**Work to do:**
Transcribe precisely those lines of the listing that fall between the line containing "point_to MUST place one pin on each instance of the background" and the last line, inclusive of both.
○ ○ ○ ○
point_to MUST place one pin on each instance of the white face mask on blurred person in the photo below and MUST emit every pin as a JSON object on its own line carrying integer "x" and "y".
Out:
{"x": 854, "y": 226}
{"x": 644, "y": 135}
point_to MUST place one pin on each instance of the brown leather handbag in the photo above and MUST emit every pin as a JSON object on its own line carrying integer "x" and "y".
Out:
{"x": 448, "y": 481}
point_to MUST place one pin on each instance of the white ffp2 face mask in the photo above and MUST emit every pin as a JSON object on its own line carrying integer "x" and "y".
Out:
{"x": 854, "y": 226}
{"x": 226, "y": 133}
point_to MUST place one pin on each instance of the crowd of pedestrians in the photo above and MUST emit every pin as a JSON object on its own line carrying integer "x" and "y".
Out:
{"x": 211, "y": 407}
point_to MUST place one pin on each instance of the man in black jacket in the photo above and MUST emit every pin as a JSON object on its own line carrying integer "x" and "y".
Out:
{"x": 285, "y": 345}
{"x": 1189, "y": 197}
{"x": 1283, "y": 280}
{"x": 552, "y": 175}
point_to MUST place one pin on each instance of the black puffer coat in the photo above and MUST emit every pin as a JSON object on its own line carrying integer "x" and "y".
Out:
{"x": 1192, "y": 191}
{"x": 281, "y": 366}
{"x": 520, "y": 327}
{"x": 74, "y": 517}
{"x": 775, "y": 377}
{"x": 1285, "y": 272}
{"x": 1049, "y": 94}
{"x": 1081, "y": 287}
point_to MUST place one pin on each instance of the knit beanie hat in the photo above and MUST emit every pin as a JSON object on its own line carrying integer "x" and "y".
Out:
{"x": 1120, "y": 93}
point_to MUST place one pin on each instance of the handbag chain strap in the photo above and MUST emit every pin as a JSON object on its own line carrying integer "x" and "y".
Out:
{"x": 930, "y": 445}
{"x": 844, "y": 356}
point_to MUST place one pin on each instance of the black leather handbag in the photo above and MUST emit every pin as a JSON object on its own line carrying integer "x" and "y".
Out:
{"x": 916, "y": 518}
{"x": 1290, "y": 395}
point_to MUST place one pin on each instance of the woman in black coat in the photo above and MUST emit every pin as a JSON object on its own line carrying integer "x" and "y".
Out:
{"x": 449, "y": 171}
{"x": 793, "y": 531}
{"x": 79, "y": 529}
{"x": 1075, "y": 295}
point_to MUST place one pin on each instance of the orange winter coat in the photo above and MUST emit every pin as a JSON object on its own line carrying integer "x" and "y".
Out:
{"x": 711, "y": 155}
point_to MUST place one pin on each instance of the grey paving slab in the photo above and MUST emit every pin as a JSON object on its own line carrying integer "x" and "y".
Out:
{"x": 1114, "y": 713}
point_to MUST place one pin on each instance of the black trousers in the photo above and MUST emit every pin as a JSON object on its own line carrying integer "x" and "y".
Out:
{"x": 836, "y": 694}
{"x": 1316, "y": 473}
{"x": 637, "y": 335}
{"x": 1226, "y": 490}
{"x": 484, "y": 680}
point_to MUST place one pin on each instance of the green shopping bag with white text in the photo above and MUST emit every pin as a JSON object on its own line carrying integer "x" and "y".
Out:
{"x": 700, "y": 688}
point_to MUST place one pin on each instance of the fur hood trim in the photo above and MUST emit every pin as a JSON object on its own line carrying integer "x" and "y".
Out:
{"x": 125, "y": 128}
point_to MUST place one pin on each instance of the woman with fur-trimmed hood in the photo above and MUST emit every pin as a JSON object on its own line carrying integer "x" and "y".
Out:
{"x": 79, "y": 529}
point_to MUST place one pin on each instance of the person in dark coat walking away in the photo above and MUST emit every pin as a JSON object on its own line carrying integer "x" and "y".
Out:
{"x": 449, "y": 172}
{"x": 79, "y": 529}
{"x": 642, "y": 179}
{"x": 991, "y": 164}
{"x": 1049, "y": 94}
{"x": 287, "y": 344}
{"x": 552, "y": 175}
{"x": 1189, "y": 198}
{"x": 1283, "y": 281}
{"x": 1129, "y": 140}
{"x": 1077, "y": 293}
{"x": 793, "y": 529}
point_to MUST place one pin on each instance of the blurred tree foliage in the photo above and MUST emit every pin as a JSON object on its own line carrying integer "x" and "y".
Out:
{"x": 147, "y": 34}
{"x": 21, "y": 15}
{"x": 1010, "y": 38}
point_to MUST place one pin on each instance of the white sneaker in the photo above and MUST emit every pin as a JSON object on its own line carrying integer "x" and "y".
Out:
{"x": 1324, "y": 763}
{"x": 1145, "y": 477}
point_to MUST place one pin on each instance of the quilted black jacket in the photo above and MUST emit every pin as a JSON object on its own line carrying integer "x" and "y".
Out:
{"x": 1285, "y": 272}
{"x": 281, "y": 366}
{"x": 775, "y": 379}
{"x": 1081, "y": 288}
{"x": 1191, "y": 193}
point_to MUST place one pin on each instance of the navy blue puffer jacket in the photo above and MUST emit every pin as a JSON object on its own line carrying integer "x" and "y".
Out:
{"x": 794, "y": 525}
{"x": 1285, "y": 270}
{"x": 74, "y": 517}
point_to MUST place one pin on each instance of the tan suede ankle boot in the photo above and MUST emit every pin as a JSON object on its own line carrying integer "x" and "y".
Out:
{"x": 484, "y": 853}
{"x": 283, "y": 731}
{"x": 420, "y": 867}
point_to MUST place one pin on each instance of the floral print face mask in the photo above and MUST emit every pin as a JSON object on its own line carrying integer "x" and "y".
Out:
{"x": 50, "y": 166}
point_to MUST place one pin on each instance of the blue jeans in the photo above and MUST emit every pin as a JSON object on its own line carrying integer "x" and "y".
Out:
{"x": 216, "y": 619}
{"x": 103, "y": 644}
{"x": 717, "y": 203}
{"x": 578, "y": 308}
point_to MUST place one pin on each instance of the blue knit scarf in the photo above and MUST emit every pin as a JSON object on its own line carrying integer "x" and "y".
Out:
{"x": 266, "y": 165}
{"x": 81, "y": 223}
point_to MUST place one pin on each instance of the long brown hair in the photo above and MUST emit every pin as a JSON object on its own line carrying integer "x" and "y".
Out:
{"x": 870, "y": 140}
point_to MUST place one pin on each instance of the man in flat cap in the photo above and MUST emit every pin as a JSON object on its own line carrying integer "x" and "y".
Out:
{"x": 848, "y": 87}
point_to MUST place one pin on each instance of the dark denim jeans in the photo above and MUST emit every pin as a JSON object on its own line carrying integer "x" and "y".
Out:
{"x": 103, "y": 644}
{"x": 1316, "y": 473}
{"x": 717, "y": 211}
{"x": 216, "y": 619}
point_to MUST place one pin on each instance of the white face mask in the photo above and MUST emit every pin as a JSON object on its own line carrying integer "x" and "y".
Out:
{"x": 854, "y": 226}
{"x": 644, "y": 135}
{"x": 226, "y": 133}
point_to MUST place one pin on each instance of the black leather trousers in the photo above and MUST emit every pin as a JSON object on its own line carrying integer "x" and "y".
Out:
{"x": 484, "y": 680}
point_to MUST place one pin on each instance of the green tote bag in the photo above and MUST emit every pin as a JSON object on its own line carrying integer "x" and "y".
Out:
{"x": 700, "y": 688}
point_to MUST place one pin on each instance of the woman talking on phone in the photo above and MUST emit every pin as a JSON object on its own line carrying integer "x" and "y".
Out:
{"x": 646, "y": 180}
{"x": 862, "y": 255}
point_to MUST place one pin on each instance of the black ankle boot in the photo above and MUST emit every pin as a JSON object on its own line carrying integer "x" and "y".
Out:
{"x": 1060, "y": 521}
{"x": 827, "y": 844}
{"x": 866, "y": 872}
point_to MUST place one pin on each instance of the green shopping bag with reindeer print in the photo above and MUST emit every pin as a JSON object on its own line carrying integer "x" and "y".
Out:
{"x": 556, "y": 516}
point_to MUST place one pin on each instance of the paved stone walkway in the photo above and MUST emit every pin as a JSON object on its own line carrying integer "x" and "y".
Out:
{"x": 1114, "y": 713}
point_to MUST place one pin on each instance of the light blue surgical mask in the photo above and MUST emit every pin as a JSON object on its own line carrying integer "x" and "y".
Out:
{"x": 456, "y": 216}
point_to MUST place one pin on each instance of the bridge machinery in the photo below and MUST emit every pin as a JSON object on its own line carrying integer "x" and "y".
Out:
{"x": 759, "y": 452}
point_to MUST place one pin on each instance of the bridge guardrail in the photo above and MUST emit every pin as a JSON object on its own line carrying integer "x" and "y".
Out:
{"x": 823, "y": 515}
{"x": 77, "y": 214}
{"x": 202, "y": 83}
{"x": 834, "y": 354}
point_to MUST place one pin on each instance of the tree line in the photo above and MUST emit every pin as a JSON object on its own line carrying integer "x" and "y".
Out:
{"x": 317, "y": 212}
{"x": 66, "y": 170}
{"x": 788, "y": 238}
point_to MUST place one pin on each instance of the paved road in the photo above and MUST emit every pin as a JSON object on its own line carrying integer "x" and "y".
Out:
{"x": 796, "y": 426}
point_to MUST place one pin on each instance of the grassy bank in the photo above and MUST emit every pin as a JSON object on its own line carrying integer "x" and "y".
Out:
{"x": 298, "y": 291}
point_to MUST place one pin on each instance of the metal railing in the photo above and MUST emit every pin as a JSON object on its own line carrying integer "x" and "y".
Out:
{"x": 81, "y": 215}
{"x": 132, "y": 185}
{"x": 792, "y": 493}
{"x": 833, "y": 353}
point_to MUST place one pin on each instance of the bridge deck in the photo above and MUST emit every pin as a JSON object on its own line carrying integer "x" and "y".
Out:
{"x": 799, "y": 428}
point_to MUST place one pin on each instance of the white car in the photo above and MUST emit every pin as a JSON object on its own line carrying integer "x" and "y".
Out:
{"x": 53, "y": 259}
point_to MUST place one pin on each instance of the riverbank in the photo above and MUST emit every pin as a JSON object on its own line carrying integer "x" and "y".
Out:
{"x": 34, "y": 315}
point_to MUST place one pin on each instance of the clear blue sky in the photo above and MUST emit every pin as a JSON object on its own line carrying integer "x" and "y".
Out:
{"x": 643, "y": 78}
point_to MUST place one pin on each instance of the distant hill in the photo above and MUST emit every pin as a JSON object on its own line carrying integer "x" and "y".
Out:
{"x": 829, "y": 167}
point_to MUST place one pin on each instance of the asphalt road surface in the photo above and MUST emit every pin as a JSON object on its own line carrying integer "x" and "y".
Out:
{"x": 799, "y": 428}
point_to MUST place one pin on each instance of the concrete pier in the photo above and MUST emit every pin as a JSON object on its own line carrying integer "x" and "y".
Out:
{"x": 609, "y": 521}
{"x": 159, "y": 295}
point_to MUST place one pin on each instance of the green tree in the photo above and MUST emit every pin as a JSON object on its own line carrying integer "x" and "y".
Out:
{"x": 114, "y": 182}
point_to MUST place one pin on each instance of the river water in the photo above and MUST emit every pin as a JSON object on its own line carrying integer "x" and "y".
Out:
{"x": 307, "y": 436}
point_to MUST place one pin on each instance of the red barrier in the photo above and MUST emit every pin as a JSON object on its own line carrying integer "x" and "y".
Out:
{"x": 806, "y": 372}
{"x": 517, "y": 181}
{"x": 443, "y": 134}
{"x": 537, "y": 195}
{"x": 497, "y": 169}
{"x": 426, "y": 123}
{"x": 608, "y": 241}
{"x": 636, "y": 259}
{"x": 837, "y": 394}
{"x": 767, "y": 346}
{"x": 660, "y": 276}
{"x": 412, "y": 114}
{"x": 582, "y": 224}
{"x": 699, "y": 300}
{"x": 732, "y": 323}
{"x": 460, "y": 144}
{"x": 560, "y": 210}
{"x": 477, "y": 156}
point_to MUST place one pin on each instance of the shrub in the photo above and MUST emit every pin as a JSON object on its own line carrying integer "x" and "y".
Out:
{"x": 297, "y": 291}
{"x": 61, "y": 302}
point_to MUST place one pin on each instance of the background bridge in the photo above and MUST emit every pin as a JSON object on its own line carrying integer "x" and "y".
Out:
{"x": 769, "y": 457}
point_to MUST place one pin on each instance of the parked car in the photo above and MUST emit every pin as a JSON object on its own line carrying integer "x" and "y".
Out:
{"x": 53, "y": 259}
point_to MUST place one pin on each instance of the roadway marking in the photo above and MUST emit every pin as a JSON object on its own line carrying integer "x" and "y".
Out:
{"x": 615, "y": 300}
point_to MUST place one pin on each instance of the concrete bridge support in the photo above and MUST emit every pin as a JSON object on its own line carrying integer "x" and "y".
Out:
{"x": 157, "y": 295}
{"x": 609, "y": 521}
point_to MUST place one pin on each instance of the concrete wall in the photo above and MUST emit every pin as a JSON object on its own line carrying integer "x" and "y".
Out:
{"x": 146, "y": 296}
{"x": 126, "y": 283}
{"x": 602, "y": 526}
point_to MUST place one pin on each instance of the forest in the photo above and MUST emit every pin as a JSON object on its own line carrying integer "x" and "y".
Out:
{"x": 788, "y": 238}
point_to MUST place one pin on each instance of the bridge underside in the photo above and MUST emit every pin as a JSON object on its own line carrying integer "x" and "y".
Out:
○ ○ ○ ○
**The response:**
point_to MUST place one pin on each instance of the background bridge in the photo above and MUST emit every pin as a JSON object on its own line carrying integer "x" and "y".
Out:
{"x": 769, "y": 457}
point_to MUST place one pin on each instance of the parked car in the photo above and MUST emit every pin as a JSON object on its own line carrying integer "x" and "y".
Out:
{"x": 53, "y": 259}
point_to MUST place one pin on each instance of the roadway marking in the photo above and MUST emit every pin as a JSON object on its own line carrying integer "x" and "y".
Out:
{"x": 615, "y": 300}
point_to MUST place one pin on each instance of the concrete bridge support in the photo above and MUST emit every pin as a JSON object on its own line carrying integer "x" and "y".
Out:
{"x": 157, "y": 295}
{"x": 609, "y": 521}
point_to MUST place one pin on each instance of the concrete wall in the photo above and MUST emit every pin as a JSON object on its own line carrying integer "x" and "y".
Out:
{"x": 146, "y": 296}
{"x": 126, "y": 283}
{"x": 602, "y": 526}
point_to MUST place one pin on each instance of the forest in the photo above and MUST emit every pin as a JSON object on its own line carrying integer "x" and "y".
Out:
{"x": 788, "y": 238}
point_to MUST place one pin on each instance of the bridge underside in the photo above and MUST emit every pin as a JSON object on its own line carrying integer "x" and "y".
Out:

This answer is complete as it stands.